start

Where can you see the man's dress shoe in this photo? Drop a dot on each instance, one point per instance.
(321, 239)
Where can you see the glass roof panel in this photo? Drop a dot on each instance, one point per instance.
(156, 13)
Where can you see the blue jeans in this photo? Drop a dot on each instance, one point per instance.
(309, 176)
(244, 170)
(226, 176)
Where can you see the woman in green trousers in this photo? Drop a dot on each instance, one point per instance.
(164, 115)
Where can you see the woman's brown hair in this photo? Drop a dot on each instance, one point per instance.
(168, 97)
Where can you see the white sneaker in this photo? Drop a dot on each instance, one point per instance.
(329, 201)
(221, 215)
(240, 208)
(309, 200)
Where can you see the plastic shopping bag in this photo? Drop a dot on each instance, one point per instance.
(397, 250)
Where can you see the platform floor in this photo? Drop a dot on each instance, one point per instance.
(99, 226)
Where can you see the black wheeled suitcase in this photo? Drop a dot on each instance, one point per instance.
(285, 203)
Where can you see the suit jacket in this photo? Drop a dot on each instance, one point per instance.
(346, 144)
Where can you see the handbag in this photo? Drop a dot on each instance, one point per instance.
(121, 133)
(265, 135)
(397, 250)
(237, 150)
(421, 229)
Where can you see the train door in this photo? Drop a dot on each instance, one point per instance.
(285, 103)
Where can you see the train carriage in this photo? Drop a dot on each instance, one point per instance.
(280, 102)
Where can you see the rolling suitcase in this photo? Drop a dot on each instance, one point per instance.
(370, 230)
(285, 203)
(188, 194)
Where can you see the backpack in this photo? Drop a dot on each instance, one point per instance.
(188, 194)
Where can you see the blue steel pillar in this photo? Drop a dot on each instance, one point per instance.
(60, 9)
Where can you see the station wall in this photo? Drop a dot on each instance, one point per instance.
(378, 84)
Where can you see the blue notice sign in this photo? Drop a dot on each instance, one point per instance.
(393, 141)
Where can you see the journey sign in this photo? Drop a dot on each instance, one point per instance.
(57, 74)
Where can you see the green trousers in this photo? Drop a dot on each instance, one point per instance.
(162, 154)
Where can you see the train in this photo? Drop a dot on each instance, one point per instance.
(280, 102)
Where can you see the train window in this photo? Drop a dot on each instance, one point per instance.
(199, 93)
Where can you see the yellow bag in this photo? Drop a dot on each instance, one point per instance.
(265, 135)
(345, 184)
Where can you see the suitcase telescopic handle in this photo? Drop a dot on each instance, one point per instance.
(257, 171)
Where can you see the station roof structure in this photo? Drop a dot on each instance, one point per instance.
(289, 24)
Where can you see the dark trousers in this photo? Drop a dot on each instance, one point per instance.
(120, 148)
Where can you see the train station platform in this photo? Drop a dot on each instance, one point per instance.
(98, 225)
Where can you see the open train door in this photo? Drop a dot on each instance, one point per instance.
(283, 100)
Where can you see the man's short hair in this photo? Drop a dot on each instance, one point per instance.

end

Each line above must be printed exactly as it appears.

Where can you see the man's dress shoe in this photo? Drop a dot on each instance, one point per instance.
(321, 239)
Where can you see the glass roof panel in this photo? Drop a dot on each instance, one point per instance.
(156, 13)
Where can you see the blue jeans in this photo? Drop a dot on each instance, one point per instance.
(309, 176)
(244, 170)
(226, 176)
Where can you see the woman in green trousers in this photo? Drop a dot on each instance, one point per instance.
(164, 115)
Where can you see the woman's brown hair in this photo? Drop a dot on each instance, one point per instance.
(168, 97)
Where can you see the white sneaker in this photo? Drop a dot on each instance, one point per instance.
(329, 201)
(221, 215)
(240, 208)
(309, 200)
Where can you see the plastic shopping bag in this photo? Drop a dot on each instance, one point per instance.
(397, 250)
Where can you see the platform floor in this photo? Drop a dot on each instance, one point per instance.
(99, 226)
Where can you see the black wheeled suitcase in this photo? Drop a dot on each instance, one point per instance.
(285, 203)
Where can you see the suit jacket in this photo? Drop a dot on each instance, one point per instance.
(346, 144)
Where can you see the handbag in this photo? Drop a dot on each instance, one point per instance.
(121, 133)
(265, 135)
(397, 250)
(237, 150)
(421, 229)
Where can you see the train door in this photo? Drop a dot on each instance, one point per instance.
(285, 103)
Where can you see the train carriage in this photo? Drop a dot on each instance, one point per instance.
(280, 102)
Where can you see the rolling suitcase in this photo? Drop a dot on each instance, one point per instance.
(370, 230)
(285, 203)
(188, 194)
Where can you see the backpack in this photo? Drop a dot on each instance, one point per instance.
(188, 194)
Where can you see the blue steel pillar in this photo? Drop a dot on each instance, one point per instance.
(60, 9)
Where can you see the station wall in this photo? Drop a dot on each instance, one point per instance.
(378, 84)
Where can you see the blue notice sign in this photo? Drop a dot on each instance, one point per instance.
(393, 141)
Where can you see the journey sign in this photo? Drop a dot on each instance, one point per instance.
(57, 74)
Where can you see the green trousers in this photo? Drop a dot on each instance, one point per instance.
(162, 154)
Where can you see the train in this photo? Drop a dot on each instance, one point per instance.
(280, 102)
Where can you see the train window in this photo? Drop a dot on each instance, one point per instance.
(199, 93)
Where can you see the yellow bag in this photo? Drop a dot on each instance, one point per instance.
(265, 135)
(345, 184)
Where can you see the suitcase telescopic handle in this photo? Drop a dot on each instance, one point per instance.
(257, 171)
Where can you see the station roof structure in this photo? Drop a dot on each instance, one point per instance.
(289, 24)
Where can you see the dark trousers in this photo? Drop a dot on each instance, one point per instance.
(120, 148)
Where can you see the train station platform in this photo? Drop a dot on each instance, one point per instance.
(98, 225)
Where can you see the open train door in this photo? Drop a dot on each instance, one point per instance.
(283, 100)
Where can you see the man's short hair in this photo? Drop a dot on each instance, one point per instance.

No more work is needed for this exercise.